START Exercise passage

It is far from clear how the world will eventually transition from the current Covid-19 pandemic. There are both deep apprehensions and yet also hopeful signs of progress towards a better future.
The World Health Organization this week warns that the viral disease may not be eradicated and could become a permanent threat to human health in the same way that the HIV disease presents.
In any case, global deaths from Covid-19 are bound to increase beyond the current level of 300,000, thereby wreaking further havoc on national economies and societies.
The economic devastation from the pandemic is global in scope but Western economies seem particularly hardest hit. The United States and Europe are grimly looking at abysmal falls in their economies which are being described as the worst since the Great Depression during the 1930s. There is little doubt that the pandemic is bringing about epochal change in the world.
A recent analysis by the Economist Intelligence Unit predicts that the geopolitical balance of economic power will pivot decisively from West to East following the pandemic.
The EIU comments: “It will act as an accelerant of existing geopolitical trends, in particular the growing rivalry between the U.S. and China and the shift in the economic balance of power from West to East.”
The escalation of provocative accusations from the Trump administration against China blaming the latter for the pandemic are baseless and reckless. But such vilification speaks of the sharper antagonism being expressed by the U.S. towards China, an antagonism that has been simmering for years before the latest crisis emerged. The Covid-19 pandemic has intensified American hostility towards Beijing precisely because the crisis has exposed the frailty of U.S. global power and the underlying shift that was already underway away from a U.S.-dominated world order. In short, Washington is lashing out from a fearful realization of its own feelings of insecurity as the world’s presumed “exceptional power”.
In a world confronted by existential threats the emphasis must be on multilateral cooperation and mutual partnership. The story of an invisible pathogen moving swiftly and seamlessly across borders, rendering trillion-dollar security systems futile, demonstrates the imperative of global cooperation.
President Trump’s so-called ‘America First’ policy, and more generally American unipolar conceit that has been around for decades, is being exposed for the dangerous fallacy that it is. Trump’s abandoning of the World Health Organization on the basis of slanderous claims relating to China epitomizes the redundancy of the U.S. model for global power. The abject failings of the U.S. to contain the Covid-19 pandemic stem from not only its baleful foreign policies but also from the bankruptcy of its capitalist economy and monetization of public health infrastructure in particular.
As evolutionary epidemiologist Rob Wallace eloquently put it in a recent interview: “Pandemics are mirrors. They tell a society its status.”
With extraordinarily high death tolls, the U.S. (80,000) and Britain (40,000) demonstrate their socio-economic systems are far from a healthy status. The Anglo-American model of capitalism is a failure. Parts of Europe have done better in handling the pandemic due to wider social democracy, but still the adherence to neoliberal capitalism had done much to exacerbate the damage from the disease in the European Union, as Italy and Spain attest.
China and Eurasia more generally appear to have shown greater fortitude and resilience in managing the pandemic. The death tolls are much less compared with Western nations, despite widespread infection from Covid-19. Part of that success is stronger state intervention and public health services. This is not to claim that China, Russia and others are paragons of economic progress to be emulated by the rest of the world. But one thing to their immense credit is the consistent advocacy of multilateralism and mutual partnership which leaders of these countries have made over many years. Such advocacy is in stark contrast to the zero-sum Cold War mentality of the U.S. and its European allies (minions), which seeks to demarcate the world into spheres of influence under Washington’s hegemony and Western private capital.
There are clear signs that the erstwhile U.S.-dominated global order is actually one of disorder where destructive, predatory relations and endless wars have prevailed. A pandemic disease has merely exposed the sociopathic disorder of U.S.-dominated global capitalism.
As the threat of pandemics seem to be increasing every decade, according to this international study by Rob Wallace and his colleagues, it is high time for a new global arrangement and vision of cooperation among nations.
It seems entirely appropriate that this present pandemic is shifting the global balance of economic power from West to East in a way that facilitates a transition to a more viable world. A successful, peaceful transition is far from a foregone conclusion. But it is possible.

END Exercise passage

Do these statements agree with the commentary on the pandemic and global power? For each, answer yes or no and quote the words of the commentary that decide it. (a) The commentary gives the current global death toll from Covid-19 as 300,000. (b) The Economist Intelligence Unit predicts that economic power will shift from East to West. (c) The commentary puts Britain's death toll at 80,000.

START Data to examine

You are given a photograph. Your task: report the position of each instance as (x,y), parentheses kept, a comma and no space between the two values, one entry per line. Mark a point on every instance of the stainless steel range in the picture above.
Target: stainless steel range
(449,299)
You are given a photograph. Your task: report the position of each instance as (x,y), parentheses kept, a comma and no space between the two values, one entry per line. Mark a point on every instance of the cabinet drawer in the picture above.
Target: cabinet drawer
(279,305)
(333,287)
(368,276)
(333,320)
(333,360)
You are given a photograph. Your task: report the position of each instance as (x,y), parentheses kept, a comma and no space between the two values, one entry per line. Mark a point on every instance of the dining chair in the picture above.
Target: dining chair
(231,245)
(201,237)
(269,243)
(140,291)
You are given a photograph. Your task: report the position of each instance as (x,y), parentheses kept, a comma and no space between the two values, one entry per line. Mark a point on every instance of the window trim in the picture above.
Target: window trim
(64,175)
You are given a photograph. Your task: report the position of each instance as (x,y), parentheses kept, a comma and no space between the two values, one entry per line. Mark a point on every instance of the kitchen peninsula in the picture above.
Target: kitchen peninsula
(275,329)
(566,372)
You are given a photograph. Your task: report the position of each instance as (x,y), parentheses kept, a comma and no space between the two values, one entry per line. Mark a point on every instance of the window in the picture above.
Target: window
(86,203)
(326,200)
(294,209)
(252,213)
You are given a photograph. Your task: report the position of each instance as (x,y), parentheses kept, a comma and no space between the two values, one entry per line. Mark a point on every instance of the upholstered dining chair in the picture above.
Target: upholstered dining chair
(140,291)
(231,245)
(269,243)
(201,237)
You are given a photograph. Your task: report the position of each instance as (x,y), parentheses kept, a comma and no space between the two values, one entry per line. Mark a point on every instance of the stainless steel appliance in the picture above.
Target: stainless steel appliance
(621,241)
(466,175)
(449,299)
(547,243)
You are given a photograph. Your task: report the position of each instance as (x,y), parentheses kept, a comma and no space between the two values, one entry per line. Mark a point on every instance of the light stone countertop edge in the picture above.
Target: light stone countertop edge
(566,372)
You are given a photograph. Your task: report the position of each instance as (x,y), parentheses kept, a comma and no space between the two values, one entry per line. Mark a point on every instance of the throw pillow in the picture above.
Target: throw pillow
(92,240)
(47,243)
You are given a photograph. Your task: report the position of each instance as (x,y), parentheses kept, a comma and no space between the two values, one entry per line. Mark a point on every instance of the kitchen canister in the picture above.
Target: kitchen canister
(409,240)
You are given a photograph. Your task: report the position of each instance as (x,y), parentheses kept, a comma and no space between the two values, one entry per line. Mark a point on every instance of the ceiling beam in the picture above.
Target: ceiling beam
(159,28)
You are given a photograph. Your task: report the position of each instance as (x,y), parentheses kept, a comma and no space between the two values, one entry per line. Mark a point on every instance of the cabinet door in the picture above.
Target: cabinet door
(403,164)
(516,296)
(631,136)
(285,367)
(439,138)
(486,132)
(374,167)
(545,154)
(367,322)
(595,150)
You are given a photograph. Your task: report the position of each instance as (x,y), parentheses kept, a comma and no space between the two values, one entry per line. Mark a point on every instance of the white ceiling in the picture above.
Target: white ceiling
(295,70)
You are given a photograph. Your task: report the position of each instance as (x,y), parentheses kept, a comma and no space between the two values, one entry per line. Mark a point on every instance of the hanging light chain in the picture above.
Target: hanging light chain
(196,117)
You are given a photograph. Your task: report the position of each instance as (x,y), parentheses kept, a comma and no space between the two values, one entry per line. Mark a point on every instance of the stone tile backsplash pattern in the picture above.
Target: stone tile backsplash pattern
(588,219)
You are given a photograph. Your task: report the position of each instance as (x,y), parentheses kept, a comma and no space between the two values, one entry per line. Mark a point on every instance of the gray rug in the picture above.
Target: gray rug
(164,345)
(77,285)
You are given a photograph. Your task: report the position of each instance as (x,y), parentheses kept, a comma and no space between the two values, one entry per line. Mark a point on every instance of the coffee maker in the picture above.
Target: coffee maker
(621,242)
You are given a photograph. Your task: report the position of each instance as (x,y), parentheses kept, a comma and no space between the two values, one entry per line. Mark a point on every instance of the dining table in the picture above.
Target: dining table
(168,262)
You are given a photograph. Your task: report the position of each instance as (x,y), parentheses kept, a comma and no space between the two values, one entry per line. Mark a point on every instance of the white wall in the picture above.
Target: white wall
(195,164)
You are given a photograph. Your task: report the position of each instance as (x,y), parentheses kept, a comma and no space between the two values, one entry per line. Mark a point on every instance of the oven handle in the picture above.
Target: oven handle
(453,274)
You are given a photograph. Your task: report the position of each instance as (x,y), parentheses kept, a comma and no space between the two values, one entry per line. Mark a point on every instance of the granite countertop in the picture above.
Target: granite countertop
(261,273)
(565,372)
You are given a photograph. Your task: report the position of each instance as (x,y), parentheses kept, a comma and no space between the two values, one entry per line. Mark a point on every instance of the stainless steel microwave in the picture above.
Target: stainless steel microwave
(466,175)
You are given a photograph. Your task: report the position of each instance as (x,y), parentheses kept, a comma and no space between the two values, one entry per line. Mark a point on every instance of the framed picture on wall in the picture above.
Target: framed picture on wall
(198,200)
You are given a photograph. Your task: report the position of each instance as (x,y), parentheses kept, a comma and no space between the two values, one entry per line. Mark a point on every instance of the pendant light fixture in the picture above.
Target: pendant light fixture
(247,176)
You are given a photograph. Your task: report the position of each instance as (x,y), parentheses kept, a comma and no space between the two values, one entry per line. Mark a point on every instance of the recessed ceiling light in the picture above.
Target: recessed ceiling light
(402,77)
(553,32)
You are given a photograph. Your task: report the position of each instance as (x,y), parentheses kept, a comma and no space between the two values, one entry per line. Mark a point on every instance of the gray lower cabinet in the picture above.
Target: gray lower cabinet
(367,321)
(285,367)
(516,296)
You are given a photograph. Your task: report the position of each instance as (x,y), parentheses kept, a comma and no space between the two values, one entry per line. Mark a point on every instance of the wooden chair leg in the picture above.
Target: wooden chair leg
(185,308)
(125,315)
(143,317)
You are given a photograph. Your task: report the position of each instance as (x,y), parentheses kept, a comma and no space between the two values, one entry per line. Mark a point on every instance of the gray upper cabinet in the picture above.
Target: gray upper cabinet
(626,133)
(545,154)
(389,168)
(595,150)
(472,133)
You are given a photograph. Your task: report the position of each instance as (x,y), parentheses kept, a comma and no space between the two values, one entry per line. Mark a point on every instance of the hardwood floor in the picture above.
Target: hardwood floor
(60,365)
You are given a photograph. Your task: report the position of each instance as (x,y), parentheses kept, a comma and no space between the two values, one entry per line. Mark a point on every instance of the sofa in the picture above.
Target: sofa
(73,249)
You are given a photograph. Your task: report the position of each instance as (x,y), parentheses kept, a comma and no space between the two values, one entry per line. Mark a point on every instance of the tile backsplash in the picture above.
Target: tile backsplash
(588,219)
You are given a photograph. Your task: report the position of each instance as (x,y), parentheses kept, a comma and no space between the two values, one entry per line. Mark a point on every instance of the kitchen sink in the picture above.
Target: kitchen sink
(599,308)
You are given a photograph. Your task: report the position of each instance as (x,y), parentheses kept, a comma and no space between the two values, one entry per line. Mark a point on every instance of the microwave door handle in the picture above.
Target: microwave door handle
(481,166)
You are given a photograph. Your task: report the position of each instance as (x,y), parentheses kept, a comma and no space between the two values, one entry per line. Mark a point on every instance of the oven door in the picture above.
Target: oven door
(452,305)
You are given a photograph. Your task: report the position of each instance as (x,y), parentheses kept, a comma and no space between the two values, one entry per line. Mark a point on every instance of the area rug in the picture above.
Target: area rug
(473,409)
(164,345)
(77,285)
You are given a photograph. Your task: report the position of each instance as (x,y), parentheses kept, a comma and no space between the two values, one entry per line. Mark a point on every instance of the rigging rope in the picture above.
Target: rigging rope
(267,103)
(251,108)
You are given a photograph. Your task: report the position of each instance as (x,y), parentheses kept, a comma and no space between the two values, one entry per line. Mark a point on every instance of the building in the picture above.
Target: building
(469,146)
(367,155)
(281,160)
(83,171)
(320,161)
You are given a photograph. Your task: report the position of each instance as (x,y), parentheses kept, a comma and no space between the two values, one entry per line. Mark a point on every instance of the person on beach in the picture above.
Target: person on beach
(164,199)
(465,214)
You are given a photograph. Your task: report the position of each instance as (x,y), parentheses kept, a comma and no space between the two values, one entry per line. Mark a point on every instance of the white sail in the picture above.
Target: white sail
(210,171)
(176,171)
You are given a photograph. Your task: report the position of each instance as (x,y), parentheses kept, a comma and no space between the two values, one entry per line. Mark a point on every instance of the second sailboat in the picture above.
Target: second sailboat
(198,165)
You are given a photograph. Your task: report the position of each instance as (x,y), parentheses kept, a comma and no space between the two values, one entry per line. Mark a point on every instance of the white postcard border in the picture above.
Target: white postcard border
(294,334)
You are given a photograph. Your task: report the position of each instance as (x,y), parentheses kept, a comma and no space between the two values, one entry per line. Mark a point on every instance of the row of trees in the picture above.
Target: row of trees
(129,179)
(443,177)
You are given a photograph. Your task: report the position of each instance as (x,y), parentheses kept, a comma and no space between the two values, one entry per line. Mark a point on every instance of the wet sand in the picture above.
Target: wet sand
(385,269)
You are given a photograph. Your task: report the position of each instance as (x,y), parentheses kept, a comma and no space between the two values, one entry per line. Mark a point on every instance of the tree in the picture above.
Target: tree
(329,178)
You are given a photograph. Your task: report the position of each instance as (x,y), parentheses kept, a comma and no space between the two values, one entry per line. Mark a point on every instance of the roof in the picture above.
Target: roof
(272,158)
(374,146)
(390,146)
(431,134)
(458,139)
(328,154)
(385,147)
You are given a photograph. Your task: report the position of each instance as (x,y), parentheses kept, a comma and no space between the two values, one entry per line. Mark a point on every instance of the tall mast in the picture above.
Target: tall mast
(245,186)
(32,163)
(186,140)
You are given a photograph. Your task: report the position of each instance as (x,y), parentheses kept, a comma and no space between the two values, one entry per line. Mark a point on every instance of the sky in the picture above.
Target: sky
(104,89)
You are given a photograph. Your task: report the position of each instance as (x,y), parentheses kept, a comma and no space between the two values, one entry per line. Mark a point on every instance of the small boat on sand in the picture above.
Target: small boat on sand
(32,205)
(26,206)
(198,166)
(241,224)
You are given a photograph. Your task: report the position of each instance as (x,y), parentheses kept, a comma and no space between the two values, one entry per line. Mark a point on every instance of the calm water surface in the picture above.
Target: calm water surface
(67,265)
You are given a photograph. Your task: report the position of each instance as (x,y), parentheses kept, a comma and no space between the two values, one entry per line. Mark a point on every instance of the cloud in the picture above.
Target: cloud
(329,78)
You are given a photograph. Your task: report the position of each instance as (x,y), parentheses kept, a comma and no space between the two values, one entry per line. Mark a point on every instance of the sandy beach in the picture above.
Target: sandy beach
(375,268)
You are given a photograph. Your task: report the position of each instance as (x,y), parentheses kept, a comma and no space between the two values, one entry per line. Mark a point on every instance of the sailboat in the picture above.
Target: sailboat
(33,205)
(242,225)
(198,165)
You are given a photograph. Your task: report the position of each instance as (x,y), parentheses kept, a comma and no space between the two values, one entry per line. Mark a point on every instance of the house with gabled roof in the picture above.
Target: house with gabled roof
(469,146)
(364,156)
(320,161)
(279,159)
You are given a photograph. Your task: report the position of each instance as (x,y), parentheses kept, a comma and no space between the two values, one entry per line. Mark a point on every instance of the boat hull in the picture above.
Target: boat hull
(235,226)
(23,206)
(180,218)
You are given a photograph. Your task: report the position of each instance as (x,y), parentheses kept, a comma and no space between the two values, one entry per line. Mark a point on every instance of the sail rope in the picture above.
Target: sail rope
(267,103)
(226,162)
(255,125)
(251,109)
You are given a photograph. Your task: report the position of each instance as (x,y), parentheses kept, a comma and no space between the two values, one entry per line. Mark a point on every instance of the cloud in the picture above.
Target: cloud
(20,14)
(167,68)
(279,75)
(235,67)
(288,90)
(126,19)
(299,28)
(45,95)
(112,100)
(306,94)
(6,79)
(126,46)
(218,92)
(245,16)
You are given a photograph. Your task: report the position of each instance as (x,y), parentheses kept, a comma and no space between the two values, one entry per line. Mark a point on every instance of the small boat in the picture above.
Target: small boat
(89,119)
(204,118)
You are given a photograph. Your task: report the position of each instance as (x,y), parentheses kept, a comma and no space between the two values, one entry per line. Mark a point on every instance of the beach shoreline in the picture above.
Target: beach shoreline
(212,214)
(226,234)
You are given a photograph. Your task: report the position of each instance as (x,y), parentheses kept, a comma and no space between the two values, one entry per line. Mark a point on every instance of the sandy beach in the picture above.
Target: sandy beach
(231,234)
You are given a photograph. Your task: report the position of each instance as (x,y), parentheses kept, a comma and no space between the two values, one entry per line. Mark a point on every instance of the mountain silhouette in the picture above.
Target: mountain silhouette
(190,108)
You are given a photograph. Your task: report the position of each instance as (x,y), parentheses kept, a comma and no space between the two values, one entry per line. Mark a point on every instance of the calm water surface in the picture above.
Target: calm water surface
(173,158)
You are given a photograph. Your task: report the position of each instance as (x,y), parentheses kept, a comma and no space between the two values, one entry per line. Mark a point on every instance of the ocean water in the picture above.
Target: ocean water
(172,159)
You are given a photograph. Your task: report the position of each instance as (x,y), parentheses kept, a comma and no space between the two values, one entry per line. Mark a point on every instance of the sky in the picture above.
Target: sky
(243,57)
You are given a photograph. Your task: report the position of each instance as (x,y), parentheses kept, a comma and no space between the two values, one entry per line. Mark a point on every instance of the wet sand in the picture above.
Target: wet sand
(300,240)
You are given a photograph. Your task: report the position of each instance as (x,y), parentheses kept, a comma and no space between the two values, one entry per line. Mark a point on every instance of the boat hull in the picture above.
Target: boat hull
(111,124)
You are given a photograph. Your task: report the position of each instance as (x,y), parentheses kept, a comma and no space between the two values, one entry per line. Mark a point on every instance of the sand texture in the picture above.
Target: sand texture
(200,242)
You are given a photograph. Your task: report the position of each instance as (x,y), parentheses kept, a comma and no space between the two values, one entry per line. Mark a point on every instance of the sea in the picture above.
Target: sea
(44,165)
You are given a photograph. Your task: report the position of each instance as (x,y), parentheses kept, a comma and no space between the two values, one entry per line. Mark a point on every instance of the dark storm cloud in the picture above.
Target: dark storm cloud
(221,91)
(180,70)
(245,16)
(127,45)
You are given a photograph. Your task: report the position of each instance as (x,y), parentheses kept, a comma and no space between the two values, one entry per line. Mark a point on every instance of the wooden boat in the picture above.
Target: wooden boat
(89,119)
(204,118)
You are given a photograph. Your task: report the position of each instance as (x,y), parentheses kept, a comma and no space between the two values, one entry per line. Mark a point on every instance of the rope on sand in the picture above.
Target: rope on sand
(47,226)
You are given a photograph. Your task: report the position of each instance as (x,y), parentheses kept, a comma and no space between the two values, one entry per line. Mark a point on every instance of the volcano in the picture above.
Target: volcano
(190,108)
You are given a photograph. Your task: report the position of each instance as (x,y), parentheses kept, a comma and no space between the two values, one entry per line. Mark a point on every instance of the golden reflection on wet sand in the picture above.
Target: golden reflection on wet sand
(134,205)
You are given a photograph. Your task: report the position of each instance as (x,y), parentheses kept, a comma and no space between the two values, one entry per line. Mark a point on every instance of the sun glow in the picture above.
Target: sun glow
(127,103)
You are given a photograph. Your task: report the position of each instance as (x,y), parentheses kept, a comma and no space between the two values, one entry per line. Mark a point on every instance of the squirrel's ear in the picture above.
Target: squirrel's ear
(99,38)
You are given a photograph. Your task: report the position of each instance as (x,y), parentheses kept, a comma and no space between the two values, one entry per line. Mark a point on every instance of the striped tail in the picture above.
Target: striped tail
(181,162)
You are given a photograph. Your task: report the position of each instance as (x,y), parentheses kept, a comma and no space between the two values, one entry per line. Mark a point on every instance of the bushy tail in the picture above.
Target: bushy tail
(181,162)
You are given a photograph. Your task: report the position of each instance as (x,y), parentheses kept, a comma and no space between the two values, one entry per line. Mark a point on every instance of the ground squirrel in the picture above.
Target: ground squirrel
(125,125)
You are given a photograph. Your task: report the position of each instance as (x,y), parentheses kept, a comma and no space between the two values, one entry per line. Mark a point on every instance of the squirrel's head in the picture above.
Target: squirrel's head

END Data to examine

■ Exercise answer ■
(a) Yes: "global deaths from Covid-19 are bound to increase beyond the current level of 300,000"
(b) No: "the geopolitical balance of economic power will pivot decisively from West to East following the pandemic"
(c) No: "the U.S. (80,000) and Britain (40,000)"